*Exercise brief*. Copy out the entire listing precisely.

[Opening Dataset records section]

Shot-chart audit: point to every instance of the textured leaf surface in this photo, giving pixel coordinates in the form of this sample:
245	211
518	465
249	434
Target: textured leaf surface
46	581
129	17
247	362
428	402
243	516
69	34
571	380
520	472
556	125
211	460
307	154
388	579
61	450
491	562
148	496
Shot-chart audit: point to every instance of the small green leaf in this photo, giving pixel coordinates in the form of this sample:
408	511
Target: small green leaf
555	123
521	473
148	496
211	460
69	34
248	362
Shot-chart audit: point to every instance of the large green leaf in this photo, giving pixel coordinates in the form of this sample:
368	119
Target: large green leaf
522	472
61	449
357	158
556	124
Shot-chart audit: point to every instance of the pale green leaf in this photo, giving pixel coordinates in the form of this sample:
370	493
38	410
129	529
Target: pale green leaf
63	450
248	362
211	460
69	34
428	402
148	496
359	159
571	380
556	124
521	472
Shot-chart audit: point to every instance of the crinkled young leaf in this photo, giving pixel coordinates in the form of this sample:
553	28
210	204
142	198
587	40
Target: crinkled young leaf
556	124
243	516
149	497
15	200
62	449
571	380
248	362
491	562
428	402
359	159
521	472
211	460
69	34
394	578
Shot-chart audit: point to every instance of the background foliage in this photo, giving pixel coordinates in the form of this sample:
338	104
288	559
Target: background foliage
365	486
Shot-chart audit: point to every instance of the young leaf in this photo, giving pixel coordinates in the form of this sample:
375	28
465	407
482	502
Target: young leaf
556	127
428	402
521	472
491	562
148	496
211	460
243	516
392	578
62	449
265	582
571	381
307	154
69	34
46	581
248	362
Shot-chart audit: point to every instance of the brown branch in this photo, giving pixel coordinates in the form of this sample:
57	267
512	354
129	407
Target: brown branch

[Closing Dataset records section]

*Response*.
Shot-chart audit: point to every instance of the textured leaf surface in this photo, giving pixel coordinates in the form of this sample:
245	211
518	465
249	434
Target: textured leaf surface
46	581
129	17
247	362
428	402
243	516
69	34
571	380
520	472
556	125
211	460
307	154
388	579
61	450
491	562
148	496
Shot-chart audit: point to every instance of the small green leaf in this photo, giving pixel coordinates in the form of this sample:
408	511
Target: small green leaf
555	123
521	473
148	496
211	460
69	34
248	362
Shot-chart audit: point to every instance of the large green leaf in this photo, giving pixel coordinates in the form of this sample:
368	119
Target: large green leaf
522	472
61	449
357	158
556	124
Shot-chart audit: point to every instance of the pale green leaf in this photo, giving pixel coordinates in the form of this sample:
370	493
38	410
129	529
Target: pale green leaf
63	450
248	362
211	460
69	34
428	402
148	496
359	159
571	380
556	124
521	472
Shot-chart audit: point to every instance of the crinkled young leaf in this photo, giving pixel coordinates in the form of this sample:
553	28
210	204
142	198
587	40
Target: crinkled young leaf
556	124
243	516
149	497
15	200
62	449
571	380
248	362
491	562
428	402
359	159
521	472
211	460
69	34
394	578
Shot-chart audit: point to every instance of the background foliage in this photo, giving pixel coordinates in the form of this sample:
338	104
288	559
Target: background foliage
365	486
Shot-chart audit: point to every instance of the young leaf in this photo, giving pixel coordinates in the form of this sample:
375	28
465	407
482	502
Target: young leaf
556	127
428	402
521	472
491	562
148	496
211	460
243	516
392	578
62	449
265	582
571	381
307	154
69	34
46	581
248	362
Shot-chart audit: point to every instance of the brown branch in this photo, giving pixel coordinates in the form of this sample:
57	267
512	354
129	407
Target: brown branch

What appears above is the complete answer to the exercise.